= Document text =
▬▬▬▬▬▬

Bringing a focus to Jewish studies

- March 22, 2010

Jim Spatz
Jim Spatz is the Chair of Dalhousie's Board of Governors.

The movie Defiance recounts a little-known story of courage and persistence in the face of the Holocaust. Starring Daniel Craig of James Bond fame, the movie tells the story of Jewish people who survived the Second World War by retreating to the woods, where food was scarce and the cold was bitter.

But Jim Spatz was well aware of the story—it was lived by both his parents. His mother, Riva, belonged to a partisan group in the Jewish resistance movement and lived out the war in the woods of Poland. His father, Simon, also Polish, was interned at a labor camp and fled with his younger brother to the forest just a day before the camp was “liquidated” and all the occupants murdered.

Dr. Spatz, chair of the Board of Governors at Dalhousie University, honors the courage and resilience of his parents in helping to create an endowed chair in Jewish studies.

Once fully funded, the Simon and Riva Spatz Chair in Jewish Studies will reside in the Religious Studies Program within Dalhousie’s Department of Classics and the Faculty of Arts and Social Sciences (FASS).

Dr. Spatz is forever inspired by what his parents went through to give him and his sister opportunities in life. “It makes you more tolerant. The freedom and opportunity represented by Canada makes you want to give back,” he says.

▬▬▬▬▬▬

= Data excerpts =
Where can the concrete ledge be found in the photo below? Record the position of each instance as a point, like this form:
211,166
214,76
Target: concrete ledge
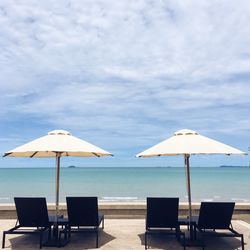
127,210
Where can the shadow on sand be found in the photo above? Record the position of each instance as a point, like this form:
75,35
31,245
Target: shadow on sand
78,241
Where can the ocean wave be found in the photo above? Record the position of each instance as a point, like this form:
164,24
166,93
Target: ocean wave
4,198
240,200
119,198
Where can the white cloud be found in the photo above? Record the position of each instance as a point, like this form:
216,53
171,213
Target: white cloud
127,69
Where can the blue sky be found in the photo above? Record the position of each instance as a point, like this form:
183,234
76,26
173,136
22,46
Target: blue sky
125,75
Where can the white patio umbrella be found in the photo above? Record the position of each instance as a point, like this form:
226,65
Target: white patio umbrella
188,142
56,144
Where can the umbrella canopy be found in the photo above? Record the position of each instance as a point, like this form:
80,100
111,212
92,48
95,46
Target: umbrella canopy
188,142
56,144
57,141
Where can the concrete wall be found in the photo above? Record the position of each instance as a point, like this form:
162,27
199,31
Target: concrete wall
128,210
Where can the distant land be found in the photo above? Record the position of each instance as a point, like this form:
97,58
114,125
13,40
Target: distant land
231,166
71,166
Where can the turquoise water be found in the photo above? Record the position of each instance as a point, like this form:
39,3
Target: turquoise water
126,184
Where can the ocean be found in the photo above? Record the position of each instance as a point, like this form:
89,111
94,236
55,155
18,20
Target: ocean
127,184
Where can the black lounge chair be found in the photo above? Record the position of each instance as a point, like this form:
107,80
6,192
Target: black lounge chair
83,215
32,218
162,217
215,220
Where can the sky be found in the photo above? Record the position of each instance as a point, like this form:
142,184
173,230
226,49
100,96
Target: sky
125,75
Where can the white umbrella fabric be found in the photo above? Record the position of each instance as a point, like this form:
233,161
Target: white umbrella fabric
188,142
57,143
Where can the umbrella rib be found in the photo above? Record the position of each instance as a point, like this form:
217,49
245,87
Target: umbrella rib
6,154
34,154
95,154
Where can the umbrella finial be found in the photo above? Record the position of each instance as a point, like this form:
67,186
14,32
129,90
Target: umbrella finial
59,132
186,132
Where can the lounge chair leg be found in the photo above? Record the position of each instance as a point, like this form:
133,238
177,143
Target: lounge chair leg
146,240
41,240
3,243
97,239
242,242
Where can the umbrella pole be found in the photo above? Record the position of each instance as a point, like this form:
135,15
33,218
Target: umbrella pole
58,155
186,156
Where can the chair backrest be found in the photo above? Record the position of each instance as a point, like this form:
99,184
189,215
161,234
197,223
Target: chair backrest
32,211
82,211
162,212
215,215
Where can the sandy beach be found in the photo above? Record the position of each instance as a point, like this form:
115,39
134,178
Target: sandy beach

▬▬▬▬▬▬

= Exercises to complete =
1. Answer these questions from the article on the Jewish studies chair, one line each:
(a) Where did Riva Spatz live out the war?
(b) Who fled to the forest with Simon Spatz?
(c) Within which program will the endowed chair reside?
2. Continue the article on the Jewish studies chair from its final sentence.

= Numbered responses =
1.
(a) In the woods of Poland.
(b) His younger brother.
(c) The Religious Studies Program, within Dalhousie's Department of Classics and the Faculty of Arts and Social Sciences (FASS).

2.
His parents’ experiences didn’t make them lose faith, but rather embrace it all the more. After the war, Riva and Simon met and married in Munich and immigrated to Canada where they built a successful business in property management. In Halifax, they joined a small, close-knit Jewish community.

Dr. Spatz, who was a year old when the family immigrated, went to Dalhousie medical school and practiced emergency medicine for several years before joining his father in the family business, now known as Southwest Properties.

He says he’s proud to be a graduate of Dalhousie University, which was founded on the principal of inclusiveness, “its doors open to all.” Unlike other universities, Dalhousie never had a quota on the number of Jewish students it would accept.

The Simon and Riva Spatz Chair in Jewish Studies will have three areas of focus: teaching, research and outreach. The chair is envisioned to help students appreciate how centuries-old beliefs influence contemporary world events.

Shirley Tillotson, associate dean in FASS, is hopeful the endowed chair is just the first of several to represent major world religions.

“We strive to have a more interdisciplinary religious studies department,” says Dr. Tillotson. “Scholars in the social sciences and the humanities are thinking with new seriousness about the place of religion in the political world.”